What to produce
Can you continue the forum thread about keeping horses at home, picking up right after its last line?

I literally just scared a baby awake with my laughter and now it won't stop crying... (shhh I'm at work, what have you _done_?)


----------



## csimkunas6 (Apr 18, 2010)

No offense to you what so ever OP, but if your that worried about your horses being home alone throughout the day, you should continue boarding. 

Do I worry about my horses? Sure, who doesnt but I dont worry about them enough to need someone to come out during the day while Im away to check on them, so in my opinion, continue boarding. Either way, best of luck!


----------



## AnitaAnne (Oct 31, 2010)

Do you have any other animals at home? For instance a dog or something? Keeping horses at home is similar. They need food at regular intervals and basic safe housing. No days off. 

So keeping up your own small facility is more time consuming in some ways and so much easier in others. 

If you are the type of person who is detail oriented and double checks that gates are secure, checks your horses over thoroughly every time you see them, and makes sure they have clean water and feed, then you are the type that will prefer self care IMO. 


The first few days you might want to check on the horses a few times a day, but you will most likely find them happily grazing and not in a panic. I do prefer my horses out 24/7 with shelter available for each horse, but I do keep them up in a stall the first few nights just to let them get a rest and become accustomed to the area. 


I rent a pasture and open stalled simple barn, and greatly prefer having control over my horses and their environment. Right now I have a boarder/friend that has a horse with mine which is a really good setup as we can take turns feeding and such and much easier to go on vacations. 

The only thing that is a pain is getting and storing hay. I much prefer having it delivered, but usually get some friends together and haul it ourselves to save $$$


Also I have cameras set up on the property for piece of mind


----------



## AnitaAnne (Oct 31, 2010)

PS - my horses love having me around and I truly think horses are happier having their person feed and care for them in addition to riding them. Creates a much closer bond


----------



## SilverMaple (Jun 24, 2017)

Provided material
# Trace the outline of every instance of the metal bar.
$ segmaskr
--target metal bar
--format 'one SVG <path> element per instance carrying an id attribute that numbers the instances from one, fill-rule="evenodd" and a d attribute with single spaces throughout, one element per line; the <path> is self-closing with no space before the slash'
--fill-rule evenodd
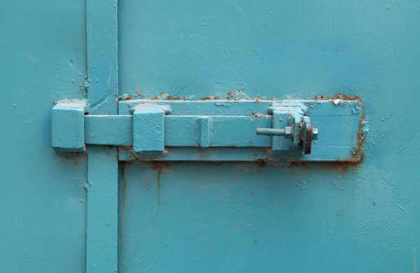
<path id="1" fill-rule="evenodd" d="M 87 0 L 88 112 L 118 115 L 117 0 Z M 86 272 L 118 268 L 118 149 L 88 147 Z"/>
<path id="2" fill-rule="evenodd" d="M 257 128 L 257 135 L 286 135 L 285 129 L 273 129 L 269 128 Z"/>
<path id="3" fill-rule="evenodd" d="M 86 1 L 90 114 L 118 114 L 117 14 L 117 0 Z"/>
<path id="4" fill-rule="evenodd" d="M 258 127 L 271 126 L 271 117 L 211 116 L 209 123 L 200 124 L 201 116 L 164 116 L 165 147 L 271 147 L 272 138 L 258 135 Z M 204 118 L 206 119 L 206 118 Z M 146 122 L 146 123 L 145 123 Z M 139 143 L 157 139 L 155 125 L 147 121 L 137 124 Z M 85 141 L 88 145 L 133 146 L 133 116 L 85 116 Z M 202 125 L 200 125 L 202 124 Z M 148 135 L 147 129 L 150 129 Z M 142 135 L 140 135 L 143 134 Z M 159 137 L 159 139 L 160 137 Z M 148 148 L 147 148 L 148 149 Z"/>

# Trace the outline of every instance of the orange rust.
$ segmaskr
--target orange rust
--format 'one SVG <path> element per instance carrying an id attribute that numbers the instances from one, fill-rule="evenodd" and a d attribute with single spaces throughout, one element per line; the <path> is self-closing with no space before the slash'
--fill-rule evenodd
<path id="1" fill-rule="evenodd" d="M 159 212 L 160 212 L 160 178 L 163 172 L 163 170 L 169 169 L 171 167 L 172 167 L 172 165 L 167 162 L 152 162 L 152 170 L 158 170 L 158 209 L 156 210 L 156 214 L 155 214 L 155 217 L 153 218 L 154 226 L 155 226 L 156 225 L 156 218 L 158 218 L 158 216 L 159 215 Z"/>
<path id="2" fill-rule="evenodd" d="M 201 101 L 215 101 L 218 100 L 220 98 L 218 96 L 206 96 L 201 99 Z"/>
<path id="3" fill-rule="evenodd" d="M 304 162 L 304 161 L 300 161 L 300 162 L 290 161 L 288 163 L 288 165 L 286 167 L 286 168 L 290 169 L 292 167 L 302 168 L 302 169 L 307 170 L 309 168 L 310 165 L 308 162 Z"/>
<path id="4" fill-rule="evenodd" d="M 122 261 L 125 260 L 124 256 L 124 239 L 122 238 L 124 231 L 124 215 L 125 214 L 125 195 L 127 191 L 127 179 L 125 177 L 125 166 L 128 165 L 128 162 L 121 163 L 121 188 L 122 188 L 122 207 L 121 209 L 121 225 L 120 227 L 120 241 L 121 242 L 121 257 Z"/>
<path id="5" fill-rule="evenodd" d="M 230 92 L 227 92 L 227 96 L 226 97 L 226 98 L 228 100 L 235 99 L 233 98 L 233 96 L 235 95 L 235 94 L 244 94 L 244 92 L 241 89 L 231 91 Z M 237 99 L 235 99 L 235 100 L 237 100 Z"/>
<path id="6" fill-rule="evenodd" d="M 342 101 L 358 101 L 361 102 L 361 98 L 359 96 L 349 96 L 344 94 L 337 93 L 332 97 L 326 97 L 324 95 L 316 95 L 314 97 L 314 99 L 316 101 L 329 101 L 329 100 L 335 100 L 335 99 L 340 99 Z"/>
<path id="7" fill-rule="evenodd" d="M 266 158 L 266 159 L 260 158 L 260 159 L 257 159 L 255 161 L 255 162 L 257 163 L 258 163 L 258 167 L 260 167 L 260 168 L 261 168 L 263 169 L 263 168 L 265 168 L 265 165 L 267 164 L 267 160 L 268 160 L 268 158 Z"/>

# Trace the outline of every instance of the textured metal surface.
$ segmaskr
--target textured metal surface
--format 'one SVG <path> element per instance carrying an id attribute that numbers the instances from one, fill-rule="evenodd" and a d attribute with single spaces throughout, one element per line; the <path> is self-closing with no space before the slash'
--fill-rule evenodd
<path id="1" fill-rule="evenodd" d="M 360 96 L 365 118 L 353 141 L 364 145 L 364 161 L 126 163 L 120 270 L 418 272 L 419 121 L 400 133 L 419 114 L 417 1 L 168 4 L 120 2 L 122 92 L 218 96 L 230 109 L 246 98 L 323 98 L 332 107 L 346 97 L 337 94 Z M 349 141 L 337 131 L 335 141 Z"/>
<path id="2" fill-rule="evenodd" d="M 53 150 L 50 121 L 54 101 L 85 98 L 86 87 L 90 114 L 116 114 L 116 54 L 98 62 L 96 91 L 86 71 L 86 17 L 88 37 L 103 34 L 116 48 L 117 6 L 97 3 L 88 10 L 113 17 L 97 17 L 92 29 L 78 0 L 0 1 L 1 272 L 86 271 L 85 187 L 91 195 L 97 183 L 86 185 L 85 155 Z M 270 165 L 253 148 L 244 156 L 260 162 L 121 163 L 118 272 L 419 272 L 416 1 L 126 0 L 118 10 L 125 98 L 230 99 L 220 111 L 247 98 L 338 107 L 346 96 L 336 94 L 345 94 L 364 103 L 351 140 L 364 159 L 357 166 Z M 97 233 L 88 226 L 98 247 L 88 270 L 115 272 L 115 184 L 100 183 L 115 179 L 125 149 L 97 148 L 90 177 L 106 192 L 89 205 L 102 214 L 91 218 Z M 234 149 L 221 149 L 222 158 Z"/>
<path id="3" fill-rule="evenodd" d="M 85 1 L 0 1 L 0 272 L 85 272 L 86 157 L 52 148 L 51 109 L 83 99 Z"/>
<path id="4" fill-rule="evenodd" d="M 89 113 L 117 115 L 117 0 L 87 0 L 85 3 Z M 88 146 L 88 154 L 85 272 L 115 272 L 118 263 L 118 149 Z"/>
<path id="5" fill-rule="evenodd" d="M 62 100 L 52 108 L 51 138 L 53 148 L 62 152 L 85 150 L 85 100 Z"/>

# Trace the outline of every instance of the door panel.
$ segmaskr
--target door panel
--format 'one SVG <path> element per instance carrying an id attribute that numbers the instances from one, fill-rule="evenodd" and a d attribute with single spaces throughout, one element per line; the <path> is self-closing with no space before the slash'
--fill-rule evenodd
<path id="1" fill-rule="evenodd" d="M 414 1 L 120 1 L 121 94 L 344 94 L 361 98 L 366 119 L 358 165 L 120 163 L 120 271 L 417 272 L 407 162 L 420 159 L 420 124 L 400 128 L 418 114 L 419 11 Z"/>
<path id="2" fill-rule="evenodd" d="M 415 246 L 406 246 L 410 239 L 398 235 L 414 235 L 415 228 L 390 202 L 400 193 L 392 193 L 386 180 L 395 181 L 371 167 L 369 175 L 337 167 L 121 163 L 119 270 L 354 272 L 412 267 L 407 257 L 415 255 Z"/>
<path id="3" fill-rule="evenodd" d="M 82 98 L 83 1 L 0 1 L 2 272 L 83 272 L 86 157 L 51 147 L 54 101 Z"/>

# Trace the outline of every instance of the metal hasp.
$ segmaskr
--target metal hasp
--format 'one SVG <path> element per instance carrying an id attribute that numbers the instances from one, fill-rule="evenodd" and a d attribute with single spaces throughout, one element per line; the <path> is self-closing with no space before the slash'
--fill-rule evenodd
<path id="1" fill-rule="evenodd" d="M 118 146 L 127 161 L 358 161 L 361 109 L 351 100 L 129 100 L 118 115 L 90 115 L 83 101 L 60 101 L 52 147 Z"/>
<path id="2" fill-rule="evenodd" d="M 311 119 L 305 115 L 307 108 L 300 103 L 285 103 L 282 105 L 272 107 L 269 112 L 273 115 L 273 128 L 258 128 L 257 135 L 273 135 L 273 150 L 281 149 L 276 136 L 290 139 L 293 146 L 302 147 L 304 154 L 311 154 L 312 140 L 318 139 L 318 129 L 314 128 Z M 276 126 L 287 125 L 284 128 Z"/>
<path id="3" fill-rule="evenodd" d="M 62 100 L 52 108 L 52 147 L 59 152 L 85 150 L 85 113 L 83 100 Z"/>

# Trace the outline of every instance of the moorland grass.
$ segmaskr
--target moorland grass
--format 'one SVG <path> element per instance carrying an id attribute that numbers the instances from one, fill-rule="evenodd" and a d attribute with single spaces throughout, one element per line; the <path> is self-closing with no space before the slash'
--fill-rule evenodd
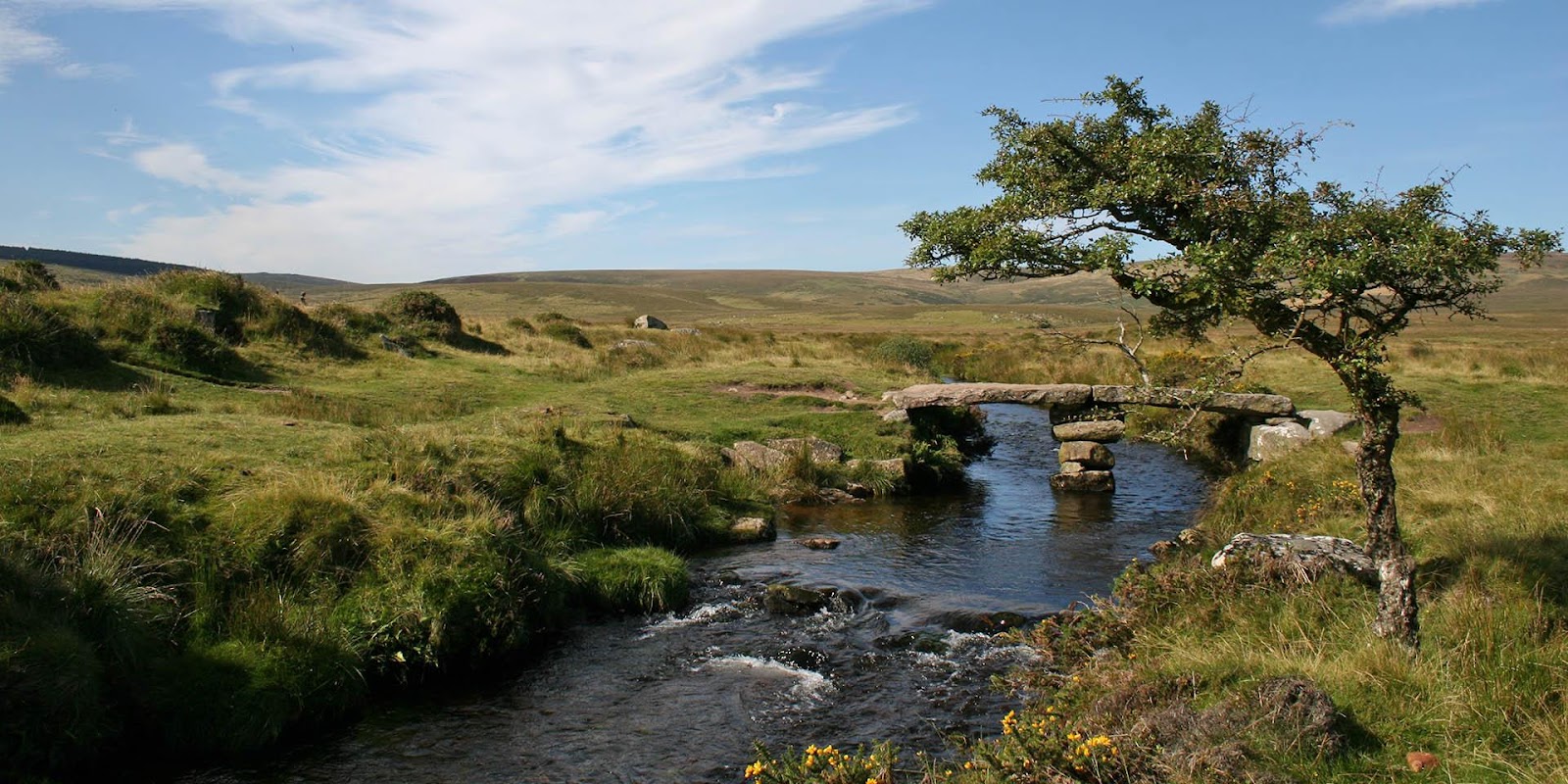
<path id="1" fill-rule="evenodd" d="M 1016 685 L 1032 698 L 994 735 L 880 781 L 1402 781 L 1411 751 L 1436 754 L 1443 781 L 1568 779 L 1559 343 L 1507 323 L 1428 325 L 1392 348 L 1424 406 L 1406 411 L 1396 453 L 1417 655 L 1372 635 L 1377 596 L 1353 579 L 1209 566 L 1239 532 L 1363 536 L 1353 461 L 1317 442 L 1220 481 L 1196 538 L 1124 574 L 1113 601 L 1027 632 L 1041 663 Z M 1298 356 L 1269 356 L 1243 383 L 1344 406 Z M 800 754 L 759 764 L 756 781 L 834 781 Z"/>
<path id="2" fill-rule="evenodd" d="M 657 361 L 629 361 L 436 318 L 426 353 L 392 351 L 379 336 L 412 329 L 386 310 L 299 309 L 220 273 L 0 296 L 27 306 L 3 310 L 27 345 L 80 348 L 14 353 L 3 375 L 20 412 L 0 430 L 6 778 L 263 748 L 585 610 L 676 607 L 674 554 L 770 503 L 720 445 L 895 458 L 908 428 L 842 394 L 928 378 L 743 329 L 638 331 Z"/>

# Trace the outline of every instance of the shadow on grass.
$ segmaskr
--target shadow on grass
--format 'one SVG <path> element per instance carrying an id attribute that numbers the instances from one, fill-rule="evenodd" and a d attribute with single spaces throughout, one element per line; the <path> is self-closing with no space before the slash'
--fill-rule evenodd
<path id="1" fill-rule="evenodd" d="M 469 332 L 458 332 L 447 340 L 447 345 L 463 351 L 472 351 L 475 354 L 511 356 L 511 351 L 506 347 Z"/>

Exercise output
As long as you have safe, adequate fencing and decent shelter, you should be fine. Your horse is no more likely to be hurt at home than when boarding. If they want to get hurt, they will. Most horses are alone several hours a day anyway, if not more, so that's kind of a moot point. Especially if your animals are turned out with a shelter, you don't need to be home-- they can find shelter when they need it. There are a lot of horses out there checked once a day or less who do fine. If you're just not comfortable with not having someone watch your animals at all hours, then you should keep boarding. If your idea of heaven is going down to the barn on a chilly morning and feeding appreciate animals, then going back to the kitchen to drink your coffee and watch the horses eat, then you can certainly keep them at home if you have safe facilities.



What you will want to do before bringing your animals home, though, is find a family member, neighbor, or friend who you trust to do chores for you when needed. If you take a vacation or are gone for the weekend or get invited to a wedding 4 hours away and will be gone for 18 hours, if you're stuck at work and can't get home due to weather, or when you're so sick with the flu you can't even get out of bed, having someone who can throw your horses some hay, make sure everyone looks alright, and check water is a necessity. Trade chores with a neighbor and you can both help each other out when needed. 



You'll also need to consider what you'll do with manure, and will most likely want a small tractor with a loader and a mower/blade for keeping horses at home. It will come in handy more than you can imagine!


----------



## mmshiro (May 3, 2017)

It's important to have a backup team lined up, for there may come a day, or a week, when you can't even make it out of bed to care for them.


----------



## charrorider (Sep 23, 2012)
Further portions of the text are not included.